Copy the line with "on gauge in this photo." and all lines following it through the last line of the entries, exactly as written.

** Start of RECORDS FOR THIS TASK **

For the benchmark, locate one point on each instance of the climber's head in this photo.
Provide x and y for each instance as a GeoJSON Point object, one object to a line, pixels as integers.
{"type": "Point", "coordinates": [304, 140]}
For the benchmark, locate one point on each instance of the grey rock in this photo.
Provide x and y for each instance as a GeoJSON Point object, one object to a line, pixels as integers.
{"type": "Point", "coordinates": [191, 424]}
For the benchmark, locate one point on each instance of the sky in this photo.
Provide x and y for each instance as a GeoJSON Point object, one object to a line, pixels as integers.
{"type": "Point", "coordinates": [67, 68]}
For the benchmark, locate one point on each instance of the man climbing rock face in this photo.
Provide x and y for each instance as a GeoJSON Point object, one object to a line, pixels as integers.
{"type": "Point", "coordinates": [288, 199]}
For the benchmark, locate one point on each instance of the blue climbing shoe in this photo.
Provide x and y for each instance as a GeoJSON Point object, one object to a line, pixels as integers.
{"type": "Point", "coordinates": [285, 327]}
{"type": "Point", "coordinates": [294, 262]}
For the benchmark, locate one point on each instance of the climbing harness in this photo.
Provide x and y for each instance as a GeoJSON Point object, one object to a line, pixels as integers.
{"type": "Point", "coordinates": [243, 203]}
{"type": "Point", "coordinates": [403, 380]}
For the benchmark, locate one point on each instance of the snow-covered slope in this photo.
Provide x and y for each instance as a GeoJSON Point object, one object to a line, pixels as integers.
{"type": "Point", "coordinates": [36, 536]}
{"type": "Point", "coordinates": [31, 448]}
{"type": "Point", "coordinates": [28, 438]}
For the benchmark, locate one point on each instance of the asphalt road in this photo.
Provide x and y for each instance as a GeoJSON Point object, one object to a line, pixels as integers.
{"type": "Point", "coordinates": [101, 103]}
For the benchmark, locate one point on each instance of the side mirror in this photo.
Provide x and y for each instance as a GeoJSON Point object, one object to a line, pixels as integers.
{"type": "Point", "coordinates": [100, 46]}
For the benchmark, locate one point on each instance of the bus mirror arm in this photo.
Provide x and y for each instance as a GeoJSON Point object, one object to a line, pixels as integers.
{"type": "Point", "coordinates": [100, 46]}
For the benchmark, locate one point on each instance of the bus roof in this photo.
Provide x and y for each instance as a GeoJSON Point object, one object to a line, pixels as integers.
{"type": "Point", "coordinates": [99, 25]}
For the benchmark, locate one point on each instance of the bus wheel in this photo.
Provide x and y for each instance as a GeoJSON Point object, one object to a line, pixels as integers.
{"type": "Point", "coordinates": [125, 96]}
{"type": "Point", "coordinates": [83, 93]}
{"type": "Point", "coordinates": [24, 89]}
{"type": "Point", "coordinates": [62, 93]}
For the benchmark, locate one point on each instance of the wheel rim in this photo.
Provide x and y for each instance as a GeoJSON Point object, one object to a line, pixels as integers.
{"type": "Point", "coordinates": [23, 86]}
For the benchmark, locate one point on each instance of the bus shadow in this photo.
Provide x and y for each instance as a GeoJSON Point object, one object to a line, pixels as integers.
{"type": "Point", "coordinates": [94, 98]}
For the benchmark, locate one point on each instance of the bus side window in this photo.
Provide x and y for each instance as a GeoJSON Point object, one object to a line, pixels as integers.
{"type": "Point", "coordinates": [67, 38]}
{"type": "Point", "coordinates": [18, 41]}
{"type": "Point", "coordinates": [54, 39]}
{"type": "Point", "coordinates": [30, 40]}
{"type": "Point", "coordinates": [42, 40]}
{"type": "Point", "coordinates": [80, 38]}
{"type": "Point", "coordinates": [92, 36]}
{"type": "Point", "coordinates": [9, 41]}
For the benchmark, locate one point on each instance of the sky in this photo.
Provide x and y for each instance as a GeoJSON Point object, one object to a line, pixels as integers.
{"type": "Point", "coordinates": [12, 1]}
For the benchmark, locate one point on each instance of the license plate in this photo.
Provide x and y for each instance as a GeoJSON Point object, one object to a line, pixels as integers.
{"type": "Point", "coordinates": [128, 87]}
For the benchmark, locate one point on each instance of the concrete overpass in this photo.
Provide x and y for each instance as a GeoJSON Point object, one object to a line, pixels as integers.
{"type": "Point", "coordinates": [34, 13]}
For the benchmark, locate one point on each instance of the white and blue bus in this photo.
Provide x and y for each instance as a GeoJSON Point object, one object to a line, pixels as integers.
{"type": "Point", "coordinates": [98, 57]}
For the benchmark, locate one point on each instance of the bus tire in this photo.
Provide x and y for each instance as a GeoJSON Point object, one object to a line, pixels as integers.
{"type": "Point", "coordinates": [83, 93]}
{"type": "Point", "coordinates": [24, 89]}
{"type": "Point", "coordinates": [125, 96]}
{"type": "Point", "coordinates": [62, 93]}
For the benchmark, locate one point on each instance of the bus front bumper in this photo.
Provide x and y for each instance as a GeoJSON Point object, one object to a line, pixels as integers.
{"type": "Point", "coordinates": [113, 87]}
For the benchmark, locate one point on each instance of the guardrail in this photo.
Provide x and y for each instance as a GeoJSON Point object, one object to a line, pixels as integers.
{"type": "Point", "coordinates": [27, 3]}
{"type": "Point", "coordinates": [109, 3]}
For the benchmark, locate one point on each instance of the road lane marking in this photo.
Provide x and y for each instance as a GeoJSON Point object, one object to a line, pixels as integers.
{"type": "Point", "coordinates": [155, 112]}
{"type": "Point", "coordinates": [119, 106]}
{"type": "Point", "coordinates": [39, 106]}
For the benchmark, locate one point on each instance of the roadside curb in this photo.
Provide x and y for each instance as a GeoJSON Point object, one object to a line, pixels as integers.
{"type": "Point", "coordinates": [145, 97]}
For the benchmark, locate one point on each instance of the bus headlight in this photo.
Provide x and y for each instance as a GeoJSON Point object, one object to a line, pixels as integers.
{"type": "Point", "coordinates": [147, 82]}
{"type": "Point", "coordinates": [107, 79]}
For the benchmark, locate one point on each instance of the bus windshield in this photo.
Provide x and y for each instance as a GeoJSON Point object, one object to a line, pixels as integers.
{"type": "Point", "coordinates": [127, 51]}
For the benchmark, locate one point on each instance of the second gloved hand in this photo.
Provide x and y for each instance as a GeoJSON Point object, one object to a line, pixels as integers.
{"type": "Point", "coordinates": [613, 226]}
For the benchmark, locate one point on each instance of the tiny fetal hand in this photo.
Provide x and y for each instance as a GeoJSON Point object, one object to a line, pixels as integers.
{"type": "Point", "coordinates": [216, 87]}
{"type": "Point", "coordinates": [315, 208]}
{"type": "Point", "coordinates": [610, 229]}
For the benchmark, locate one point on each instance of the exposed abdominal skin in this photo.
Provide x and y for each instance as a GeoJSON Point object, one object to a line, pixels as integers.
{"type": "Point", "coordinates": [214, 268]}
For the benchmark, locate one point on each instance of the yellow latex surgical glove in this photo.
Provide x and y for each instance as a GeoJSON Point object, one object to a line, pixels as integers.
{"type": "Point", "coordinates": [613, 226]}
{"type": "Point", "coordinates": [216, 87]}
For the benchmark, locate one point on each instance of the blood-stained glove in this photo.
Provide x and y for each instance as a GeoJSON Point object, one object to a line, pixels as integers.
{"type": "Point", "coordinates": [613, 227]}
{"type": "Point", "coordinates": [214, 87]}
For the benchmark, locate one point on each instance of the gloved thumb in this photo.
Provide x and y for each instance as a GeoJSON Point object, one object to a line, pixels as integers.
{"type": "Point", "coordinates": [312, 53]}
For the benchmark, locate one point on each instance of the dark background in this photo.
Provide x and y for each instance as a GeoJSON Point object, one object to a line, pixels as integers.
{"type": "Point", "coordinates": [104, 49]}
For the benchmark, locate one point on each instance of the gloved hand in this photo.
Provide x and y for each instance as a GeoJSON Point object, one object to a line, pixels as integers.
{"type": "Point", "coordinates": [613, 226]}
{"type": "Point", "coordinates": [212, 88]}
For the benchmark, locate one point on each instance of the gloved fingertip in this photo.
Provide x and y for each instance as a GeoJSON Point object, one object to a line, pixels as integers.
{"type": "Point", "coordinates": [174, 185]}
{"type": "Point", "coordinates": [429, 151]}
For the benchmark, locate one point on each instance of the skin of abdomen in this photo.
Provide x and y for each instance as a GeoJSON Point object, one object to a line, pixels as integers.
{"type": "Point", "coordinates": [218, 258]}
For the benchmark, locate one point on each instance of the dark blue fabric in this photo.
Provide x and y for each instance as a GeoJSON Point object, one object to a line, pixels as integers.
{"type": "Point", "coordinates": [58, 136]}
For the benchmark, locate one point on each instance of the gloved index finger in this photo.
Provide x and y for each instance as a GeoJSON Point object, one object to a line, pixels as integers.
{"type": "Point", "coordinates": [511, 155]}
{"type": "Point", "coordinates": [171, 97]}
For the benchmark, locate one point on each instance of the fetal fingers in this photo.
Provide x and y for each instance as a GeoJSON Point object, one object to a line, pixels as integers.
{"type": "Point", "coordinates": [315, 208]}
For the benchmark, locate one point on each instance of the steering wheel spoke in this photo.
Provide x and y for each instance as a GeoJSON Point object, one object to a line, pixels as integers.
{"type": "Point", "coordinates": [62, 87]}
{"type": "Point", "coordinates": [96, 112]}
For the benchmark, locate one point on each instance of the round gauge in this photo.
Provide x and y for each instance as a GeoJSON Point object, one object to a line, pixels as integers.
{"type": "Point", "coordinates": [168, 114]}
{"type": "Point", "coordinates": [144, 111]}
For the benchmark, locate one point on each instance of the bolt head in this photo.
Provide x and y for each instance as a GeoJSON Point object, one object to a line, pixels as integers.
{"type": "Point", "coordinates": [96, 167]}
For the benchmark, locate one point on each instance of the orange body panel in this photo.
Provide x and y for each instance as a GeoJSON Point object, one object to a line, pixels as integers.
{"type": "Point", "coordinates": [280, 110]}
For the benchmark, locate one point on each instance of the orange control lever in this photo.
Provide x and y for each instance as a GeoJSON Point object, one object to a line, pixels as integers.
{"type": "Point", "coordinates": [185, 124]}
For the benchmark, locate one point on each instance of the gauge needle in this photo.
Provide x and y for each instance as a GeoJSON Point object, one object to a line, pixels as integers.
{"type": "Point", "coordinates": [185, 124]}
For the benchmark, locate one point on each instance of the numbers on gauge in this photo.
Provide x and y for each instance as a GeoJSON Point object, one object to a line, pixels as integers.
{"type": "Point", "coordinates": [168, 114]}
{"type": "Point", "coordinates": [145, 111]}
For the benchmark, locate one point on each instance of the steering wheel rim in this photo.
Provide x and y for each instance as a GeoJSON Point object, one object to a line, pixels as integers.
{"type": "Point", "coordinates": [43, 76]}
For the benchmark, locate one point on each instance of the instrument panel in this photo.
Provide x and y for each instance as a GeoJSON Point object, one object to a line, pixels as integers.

** End of RECORDS FOR THIS TASK **

▸ OUTPUT OF THE TASK:
For the benchmark, locate one point on each instance of the numbers on gauge in this photo.
Provide x and y for each instance as a GeoJSON Point object, one object to a line, pixels as integers.
{"type": "Point", "coordinates": [168, 114]}
{"type": "Point", "coordinates": [145, 111]}
For the benchmark, locate one point on each instance of the steering wheel rim in this photo.
Provide x and y for each instance as a GeoJSON Point object, one object to a line, pixels as integers.
{"type": "Point", "coordinates": [43, 76]}
For the benchmark, locate one point on each instance of the instrument panel in this photo.
Provide x and y for each instance as a GeoJSON Point object, one object to a line, pixels as integers.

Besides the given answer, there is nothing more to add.